▶ **Your assignment**: Each entry should be restated word for word, with all pictures left out.

▶ **Data extract**:
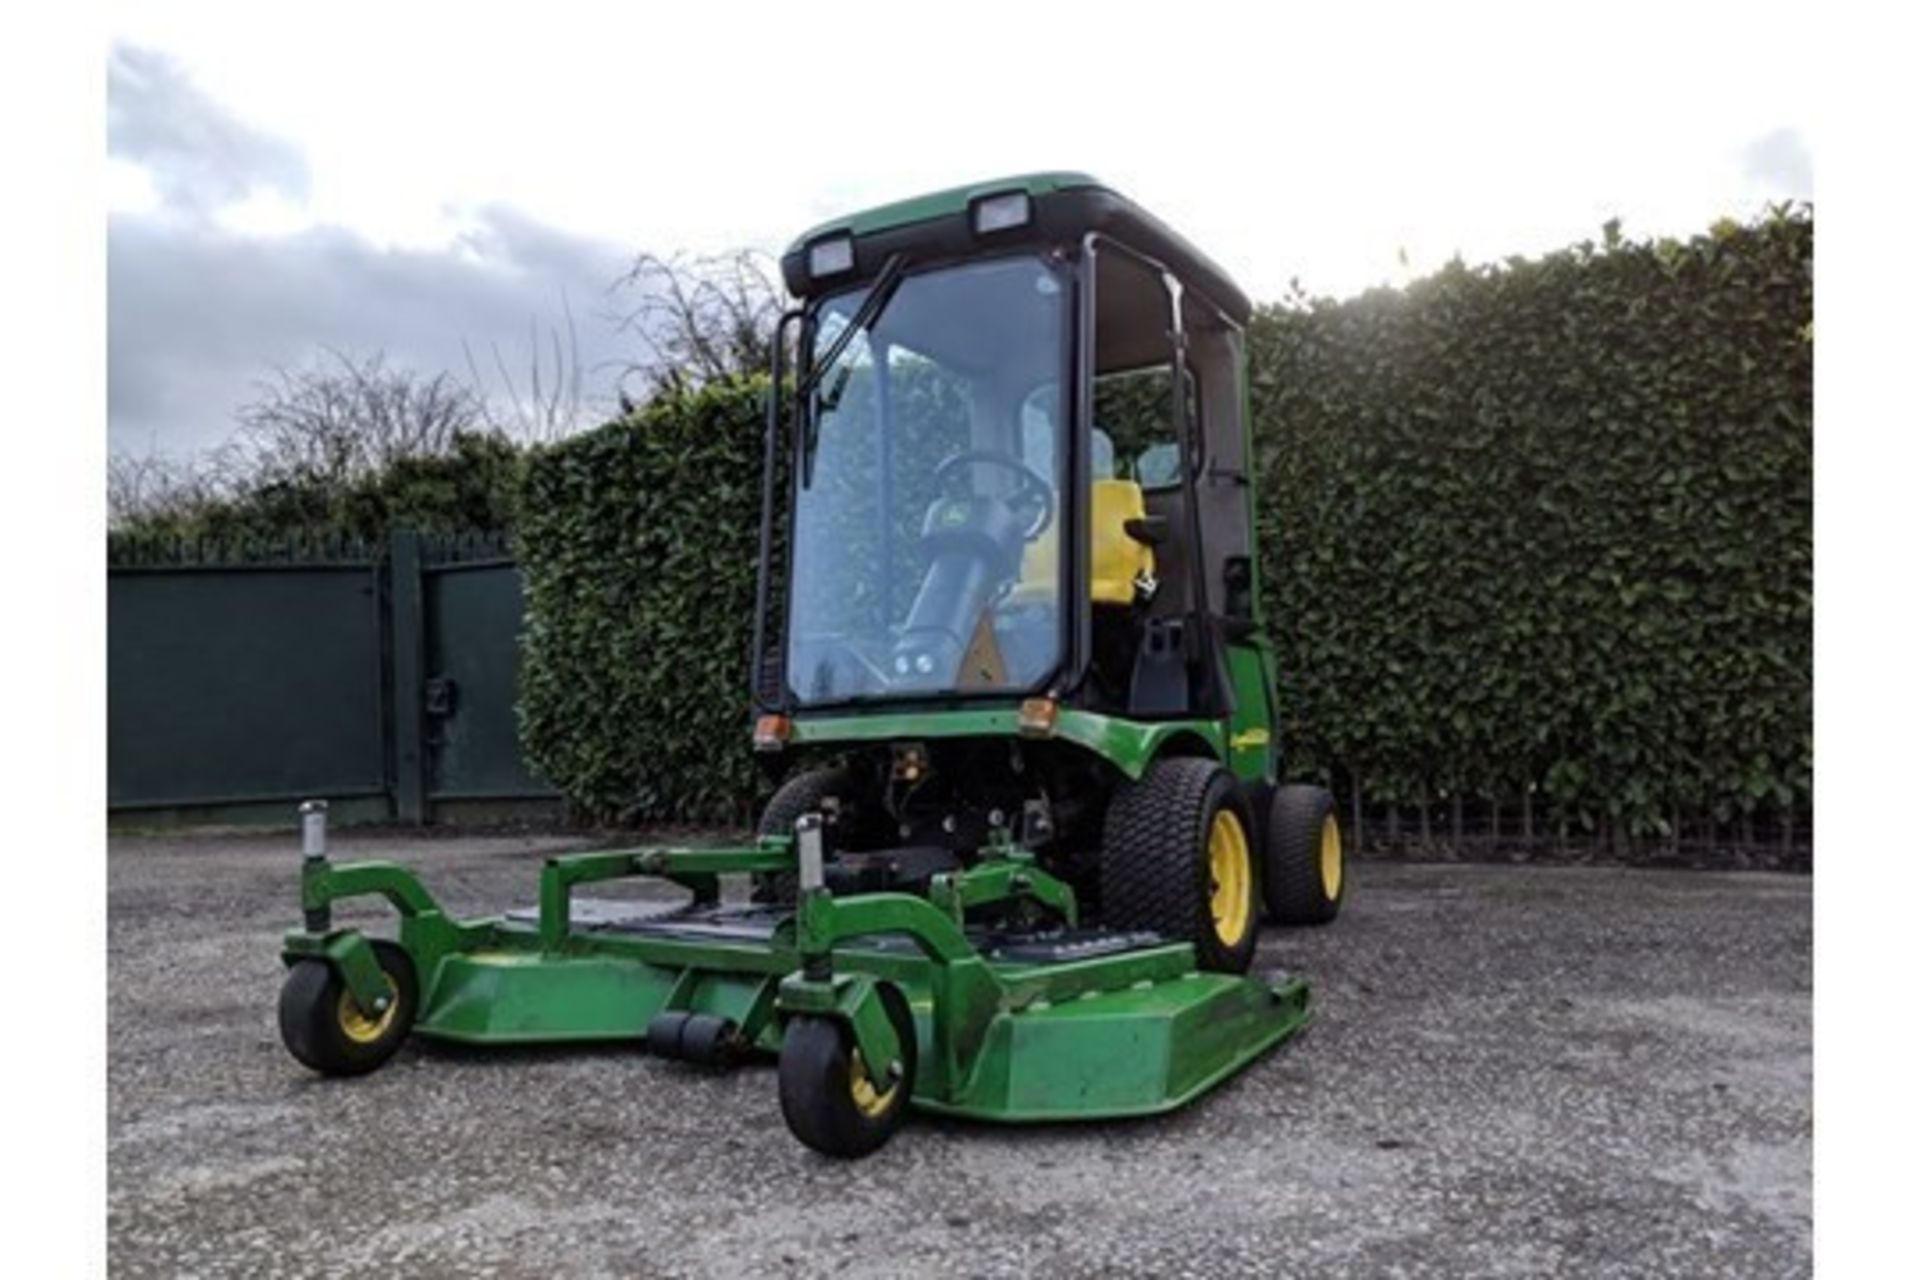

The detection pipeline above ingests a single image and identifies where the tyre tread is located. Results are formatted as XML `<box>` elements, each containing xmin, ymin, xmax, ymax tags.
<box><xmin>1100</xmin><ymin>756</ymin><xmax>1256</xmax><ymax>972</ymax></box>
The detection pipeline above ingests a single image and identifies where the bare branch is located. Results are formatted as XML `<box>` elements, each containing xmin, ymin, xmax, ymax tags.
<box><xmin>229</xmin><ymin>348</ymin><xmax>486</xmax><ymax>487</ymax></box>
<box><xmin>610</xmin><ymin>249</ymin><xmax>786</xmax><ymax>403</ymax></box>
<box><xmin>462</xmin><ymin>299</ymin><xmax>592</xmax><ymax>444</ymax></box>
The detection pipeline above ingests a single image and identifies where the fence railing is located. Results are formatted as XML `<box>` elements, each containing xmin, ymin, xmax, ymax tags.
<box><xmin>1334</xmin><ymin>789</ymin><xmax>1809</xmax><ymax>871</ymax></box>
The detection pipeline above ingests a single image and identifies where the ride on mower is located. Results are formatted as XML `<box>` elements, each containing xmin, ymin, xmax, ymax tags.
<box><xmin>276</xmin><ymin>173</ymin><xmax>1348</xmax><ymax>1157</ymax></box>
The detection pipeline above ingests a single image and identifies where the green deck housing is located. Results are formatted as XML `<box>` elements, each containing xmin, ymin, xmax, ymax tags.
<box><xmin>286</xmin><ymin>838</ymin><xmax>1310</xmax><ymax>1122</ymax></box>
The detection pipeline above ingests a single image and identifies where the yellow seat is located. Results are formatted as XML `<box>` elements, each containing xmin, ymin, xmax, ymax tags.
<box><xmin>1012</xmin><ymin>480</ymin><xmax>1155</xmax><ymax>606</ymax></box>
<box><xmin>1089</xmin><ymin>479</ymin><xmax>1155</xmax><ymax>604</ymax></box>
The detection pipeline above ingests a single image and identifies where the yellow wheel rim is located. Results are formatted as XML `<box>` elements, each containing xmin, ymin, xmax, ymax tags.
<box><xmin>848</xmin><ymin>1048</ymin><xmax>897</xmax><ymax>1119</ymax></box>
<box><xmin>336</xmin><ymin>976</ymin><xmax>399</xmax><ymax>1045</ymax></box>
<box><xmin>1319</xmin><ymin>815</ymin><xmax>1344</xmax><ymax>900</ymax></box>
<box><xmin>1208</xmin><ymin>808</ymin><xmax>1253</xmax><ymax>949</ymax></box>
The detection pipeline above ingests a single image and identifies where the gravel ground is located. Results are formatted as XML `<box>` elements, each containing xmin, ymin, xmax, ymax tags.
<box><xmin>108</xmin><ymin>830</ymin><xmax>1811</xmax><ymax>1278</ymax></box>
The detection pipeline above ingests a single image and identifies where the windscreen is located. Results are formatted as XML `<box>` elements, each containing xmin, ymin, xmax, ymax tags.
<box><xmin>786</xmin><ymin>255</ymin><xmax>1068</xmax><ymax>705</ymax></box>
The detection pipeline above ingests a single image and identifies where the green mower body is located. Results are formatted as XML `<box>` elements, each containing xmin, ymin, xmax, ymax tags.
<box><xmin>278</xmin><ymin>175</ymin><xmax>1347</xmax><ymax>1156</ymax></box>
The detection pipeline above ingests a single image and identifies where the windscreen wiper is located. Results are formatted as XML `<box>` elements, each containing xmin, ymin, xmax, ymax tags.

▶ **Exercise output**:
The detection pipeline above ingests a single image and identifies where the tyre tread is located. Results are formatted as XML `<box>` elements, each containing xmin, ymin, xmax, ymax tags.
<box><xmin>1100</xmin><ymin>756</ymin><xmax>1256</xmax><ymax>972</ymax></box>
The detection pipeline above ingests a single image and identifies where the bare branch is located. Results are formatted as XML `<box>` elements, each containing xmin, ymin, xmax, ymax tags.
<box><xmin>229</xmin><ymin>348</ymin><xmax>486</xmax><ymax>487</ymax></box>
<box><xmin>610</xmin><ymin>249</ymin><xmax>786</xmax><ymax>403</ymax></box>
<box><xmin>462</xmin><ymin>299</ymin><xmax>592</xmax><ymax>444</ymax></box>
The detection pipeline above ingests a single image and identifies where the fence railing is located. Results are formatted as XML `<box>` elements, each containing xmin, ymin, xmax, ymax tags.
<box><xmin>1334</xmin><ymin>789</ymin><xmax>1809</xmax><ymax>871</ymax></box>
The detection pipeline above ingests a single image and identifies where the ride on mower is located. Results are formatted as XML `<box>` elements, each containing xmin, ymin, xmax, ymax tags.
<box><xmin>276</xmin><ymin>173</ymin><xmax>1348</xmax><ymax>1157</ymax></box>
The detection pipeline above ingests a single image and identifies where the green deck housing is located. Results are formatted as XML `<box>` elements, each containing xmin, ymin, xmax, ymax tags.
<box><xmin>286</xmin><ymin>838</ymin><xmax>1310</xmax><ymax>1122</ymax></box>
The detection pipeline above ingests a single image and identifies where the yellow seat is located. Results are formatted as XML `<box>` elements, each containing xmin, ymin, xmax, ymax tags.
<box><xmin>1012</xmin><ymin>480</ymin><xmax>1155</xmax><ymax>606</ymax></box>
<box><xmin>1089</xmin><ymin>479</ymin><xmax>1155</xmax><ymax>604</ymax></box>
The detection pipeline above ingests a single image and identifies where the yellow wheel rim is located. Results are formatted as XML `<box>` elements, each containing xmin, ymin, xmax, ymax tags.
<box><xmin>848</xmin><ymin>1048</ymin><xmax>897</xmax><ymax>1119</ymax></box>
<box><xmin>336</xmin><ymin>976</ymin><xmax>399</xmax><ymax>1045</ymax></box>
<box><xmin>1319</xmin><ymin>815</ymin><xmax>1344</xmax><ymax>900</ymax></box>
<box><xmin>1208</xmin><ymin>808</ymin><xmax>1253</xmax><ymax>949</ymax></box>
The detection pipeline above ingests a single image and identifies where the gravel ground is located. Results are formatted as XML `<box>` elements, each containing xmin, ymin, xmax, ymax tags.
<box><xmin>108</xmin><ymin>830</ymin><xmax>1811</xmax><ymax>1278</ymax></box>
The detection pipeline above ingests a single image and identifies where the windscreen is located. Results are formatted as XML `<box>` elements, each containing xmin, ymin, xmax, ymax tags.
<box><xmin>786</xmin><ymin>255</ymin><xmax>1068</xmax><ymax>705</ymax></box>
The detection pipeline above ingests a single image and identifies where the green mower body is located. Results are formatted as XML `<box>` elements, each containing xmin, ymin, xmax, ymax tags.
<box><xmin>278</xmin><ymin>175</ymin><xmax>1347</xmax><ymax>1156</ymax></box>
The detection pipeline above ingests a single image and identifies where the windscreen wiper is located. Results are formatted as XML `<box>` elements, each containing xmin, ymin, xmax, ymax tags.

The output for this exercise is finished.